THE REQUEST:
Pictures stay out of your copy, but everything else in the records below must be repeated exactly.

-- BEGIN TASK INPUT --

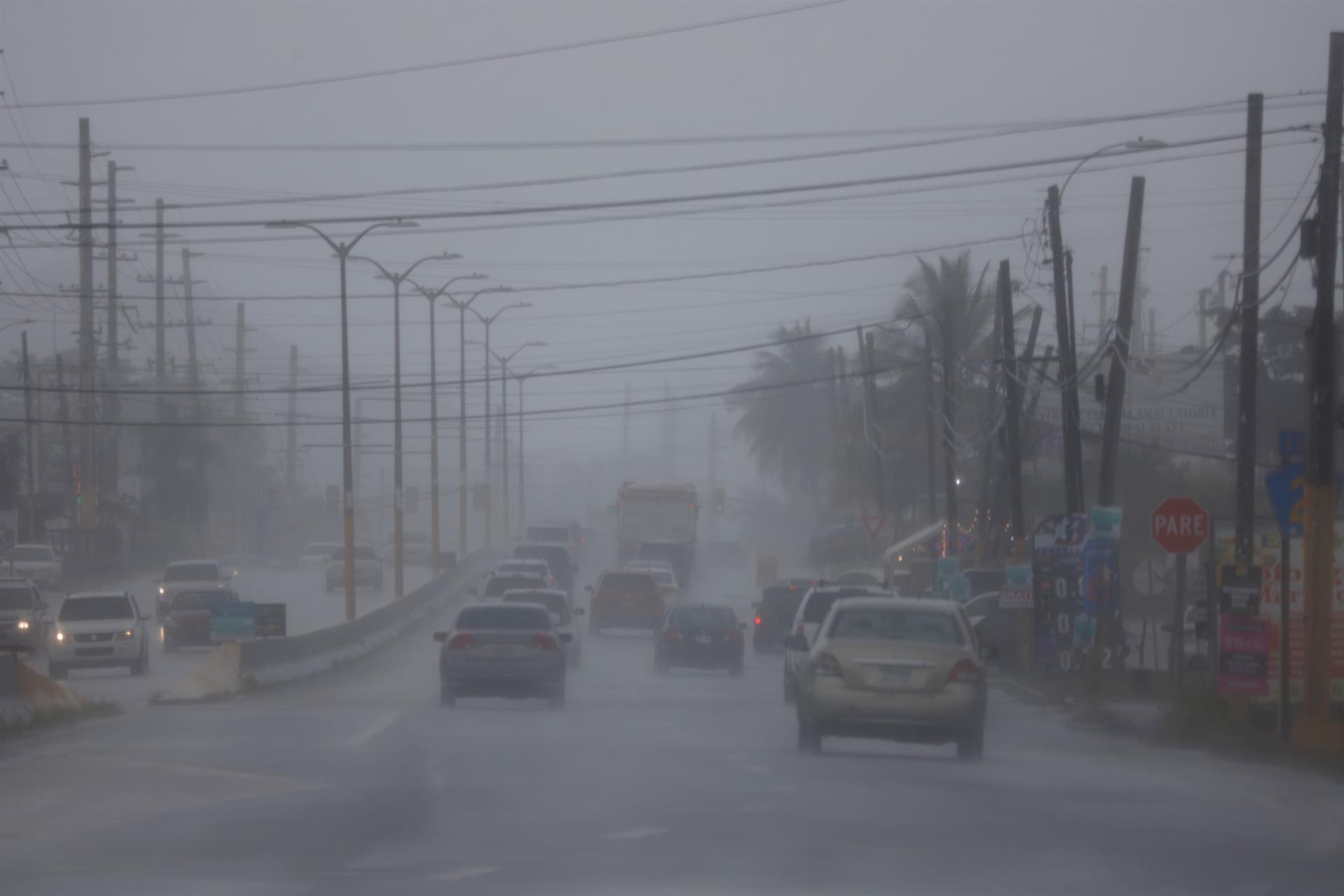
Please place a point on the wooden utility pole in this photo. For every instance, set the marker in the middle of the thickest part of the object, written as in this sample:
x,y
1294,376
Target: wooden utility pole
x,y
987,453
930,428
1249,302
870,422
292,430
1068,365
1102,295
1316,729
1012,403
88,349
194,378
1120,346
27,447
949,416
239,363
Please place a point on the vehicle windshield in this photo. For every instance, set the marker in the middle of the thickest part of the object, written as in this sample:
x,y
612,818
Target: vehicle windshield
x,y
30,554
704,618
895,625
553,602
203,599
503,617
781,603
112,606
192,573
556,533
15,598
362,552
500,583
555,556
819,603
628,582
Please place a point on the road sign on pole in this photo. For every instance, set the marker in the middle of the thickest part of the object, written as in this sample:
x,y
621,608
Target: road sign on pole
x,y
1180,526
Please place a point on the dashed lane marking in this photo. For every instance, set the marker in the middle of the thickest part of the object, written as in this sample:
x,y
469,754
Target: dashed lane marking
x,y
464,874
382,724
636,833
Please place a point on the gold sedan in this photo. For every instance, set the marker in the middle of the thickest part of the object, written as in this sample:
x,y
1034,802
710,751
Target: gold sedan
x,y
892,669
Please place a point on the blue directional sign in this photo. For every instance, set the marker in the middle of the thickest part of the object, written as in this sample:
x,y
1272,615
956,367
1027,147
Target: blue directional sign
x,y
1285,486
1292,444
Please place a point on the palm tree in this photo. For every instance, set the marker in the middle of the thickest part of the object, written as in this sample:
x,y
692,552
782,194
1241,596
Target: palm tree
x,y
955,311
785,410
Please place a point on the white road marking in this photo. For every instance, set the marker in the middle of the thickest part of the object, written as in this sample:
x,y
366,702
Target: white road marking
x,y
384,723
636,833
464,874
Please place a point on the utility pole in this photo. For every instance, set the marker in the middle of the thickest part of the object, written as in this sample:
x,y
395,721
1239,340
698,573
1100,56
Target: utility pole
x,y
27,440
870,425
625,434
292,430
1203,323
1068,365
1315,729
239,362
949,460
1249,298
1120,346
1102,295
930,426
88,352
191,318
987,460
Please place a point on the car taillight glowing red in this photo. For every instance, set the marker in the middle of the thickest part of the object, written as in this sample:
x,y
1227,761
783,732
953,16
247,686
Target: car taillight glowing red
x,y
967,671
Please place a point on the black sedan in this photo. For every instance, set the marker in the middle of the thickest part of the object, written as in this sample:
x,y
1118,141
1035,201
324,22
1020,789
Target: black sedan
x,y
699,637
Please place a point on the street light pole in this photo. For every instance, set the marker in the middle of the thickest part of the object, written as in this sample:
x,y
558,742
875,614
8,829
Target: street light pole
x,y
504,362
347,463
461,409
522,489
433,296
487,320
398,522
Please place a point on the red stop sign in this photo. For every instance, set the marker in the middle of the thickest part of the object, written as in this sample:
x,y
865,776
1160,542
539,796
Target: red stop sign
x,y
1180,526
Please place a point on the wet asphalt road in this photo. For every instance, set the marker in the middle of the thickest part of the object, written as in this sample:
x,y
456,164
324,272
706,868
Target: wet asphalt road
x,y
358,782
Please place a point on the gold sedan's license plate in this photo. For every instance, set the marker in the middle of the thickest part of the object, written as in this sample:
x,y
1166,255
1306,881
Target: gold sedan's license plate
x,y
894,676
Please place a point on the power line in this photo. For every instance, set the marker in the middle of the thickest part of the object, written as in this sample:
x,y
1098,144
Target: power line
x,y
430,66
686,198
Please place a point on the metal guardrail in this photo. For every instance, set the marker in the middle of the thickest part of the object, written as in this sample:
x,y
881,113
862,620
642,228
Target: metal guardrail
x,y
274,660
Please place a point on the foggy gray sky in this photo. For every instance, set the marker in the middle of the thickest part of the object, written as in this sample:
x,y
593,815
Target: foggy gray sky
x,y
854,66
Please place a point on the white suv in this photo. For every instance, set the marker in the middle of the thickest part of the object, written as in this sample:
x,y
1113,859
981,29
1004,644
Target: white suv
x,y
99,629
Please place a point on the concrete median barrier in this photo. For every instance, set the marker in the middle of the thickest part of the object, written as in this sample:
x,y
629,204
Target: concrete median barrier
x,y
235,666
26,694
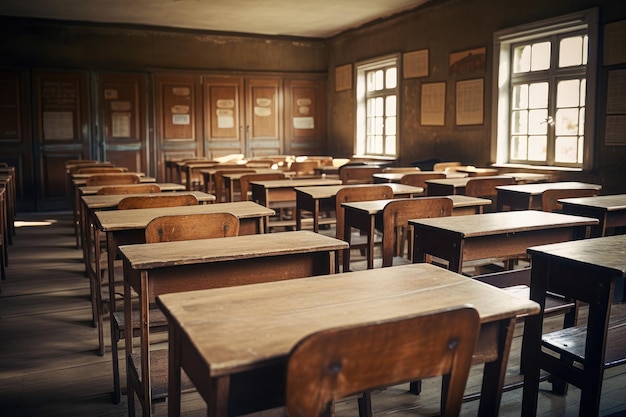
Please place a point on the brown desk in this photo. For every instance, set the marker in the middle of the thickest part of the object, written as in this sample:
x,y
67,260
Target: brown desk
x,y
362,215
505,234
610,210
317,199
449,186
160,268
242,336
528,196
585,270
279,194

-- END TASK INPUT --

TASK SOLUTION:
Please place a point on the wooden utility pole in this photo. For every instance, set the marker in the middle of the thickest part of the object, written as in this sample:
x,y
1294,376
Target: wooden utility pole
x,y
987,453
930,428
1249,302
870,422
292,430
1068,365
1102,295
1316,729
1012,403
88,349
194,378
1120,346
27,447
949,416
239,363
Please place a point on the vehicle windshield in this photo. For every instance, set the marker in the middle of the thickest part of the object, written as in this sample:
x,y
612,818
Target: vehicle windshield
x,y
30,554
704,618
895,625
553,602
203,599
503,617
781,603
112,606
192,573
556,533
15,598
362,552
500,583
555,556
819,603
628,582
Please place a point on the road sign on pole in this photo. For every instance, set the marker in the middle of the thickest part of the object, written as in this sample:
x,y
621,608
Target: road sign on pole
x,y
1180,526
Please place a point on the dashed lane marking in this photo. For every instance, set the marker in the middle of the thickest part of the object, written as in this sample:
x,y
469,754
Target: dashed lane marking
x,y
464,874
382,724
636,833
Please place a point on the gold sedan in this photo. For every instance, set the marker in the middle of the thickest part of the object, written as in this sample:
x,y
1034,802
710,751
Target: gold sedan
x,y
892,669
Please place a point on the blue directional sign in this photo. For every instance, set the marker in the middle of the thickest part of the object, written as in this sample:
x,y
1272,615
956,367
1027,147
Target: blue directional sign
x,y
1285,486
1292,444
Please place a point on the palm tree in this photo. For every instance, set the marker in the middle of the thickest part of the object, written as in this sample:
x,y
692,552
782,194
1241,596
Target: palm tree
x,y
955,311
785,410
Please place a point on the white road marking in this photo. For every instance, set the marker in the middle of the thickest part of the object, written as in this sample:
x,y
366,702
Target: white road marking
x,y
384,723
636,833
464,874
Please place a point on the utility pole in this photo. For every instance, set the marker in the middle of the thickest part of the object, written as in this sample:
x,y
395,721
1239,340
698,573
1100,56
Target: utility pole
x,y
27,440
870,425
625,434
292,430
1203,323
1068,365
1315,729
239,362
949,460
1249,298
1120,346
1102,295
930,426
88,352
191,318
987,460
Please place a point on the car taillight glowing red in this photo. For every instance, set the marker in the middle of the thickest part of the object, written as in this sample:
x,y
1227,761
783,732
953,16
247,686
Target: car taillight glowing red
x,y
967,671
Please place a point on the black sedan in this photo. For every instance, set the marker in the middle of the thickest part of the object, written as in this sample:
x,y
1118,141
1035,201
324,22
1020,789
Target: black sedan
x,y
699,637
Please place a point on the street light pole in this photo. For every instance, set the marker in the middle of the thickest part of the object, written as in this sample:
x,y
558,742
875,614
8,829
Target: street light pole
x,y
504,362
347,463
461,409
522,489
433,296
487,320
398,522
Please place a point on the red stop sign in this photo. For every instance, set the marker in the middle of the thickest part of the object, written as in this sample:
x,y
865,776
1160,542
539,796
Target: red stop sign
x,y
1180,526
Please place a point on the wet asphalt road in this photo. For every instance, set the marker in the middle of the thickest part of the object, written as in this sample:
x,y
456,164
324,272
706,868
Target: wet asphalt road
x,y
358,782
Please place a point on the gold sedan's license plate in this photo. For every instance, set the marker in the middle of the thickest part of the object, written as in this sample:
x,y
1166,255
1306,881
Target: gold sedan's license plate
x,y
894,676
Please place a point on the power line in this photo. For every instance, set the marker in the middle of the thickest part of the object, written as in this sample:
x,y
1098,144
Target: power line
x,y
430,66
686,198
Please place a point on the metal guardrail in this photo. For every instance, set the marker in the middle of the thickest part of the object, written as in this sample:
x,y
881,113
862,620
642,228
Target: metal guardrail
x,y
274,660
Please place a point on the foggy gray sky in this photo. For every instance, set the marker in the middle of the thickest part of the object, written as in this sample:
x,y
593,815
Target: foggy gray sky
x,y
854,66
Please place a point on the white suv in this photo. For every instance, set the marker in the middle of the thickest part of the object, written as in this sample:
x,y
1113,859
981,29
1004,644
Target: white suv
x,y
99,629
Please place a point on the concrete median barrier in this photo. For every instance, set the marker in the middle of the thickest part of the object, written as in this sample:
x,y
629,204
Target: concrete median barrier
x,y
235,666
26,694
Please place a point on the brown desk in this photo. For every instance, set the marker in the middle of the thickest part of the object, written as in this sample:
x,y
67,260
Target: brown desk
x,y
362,215
505,234
610,210
317,199
449,186
160,268
242,336
528,196
585,270
279,194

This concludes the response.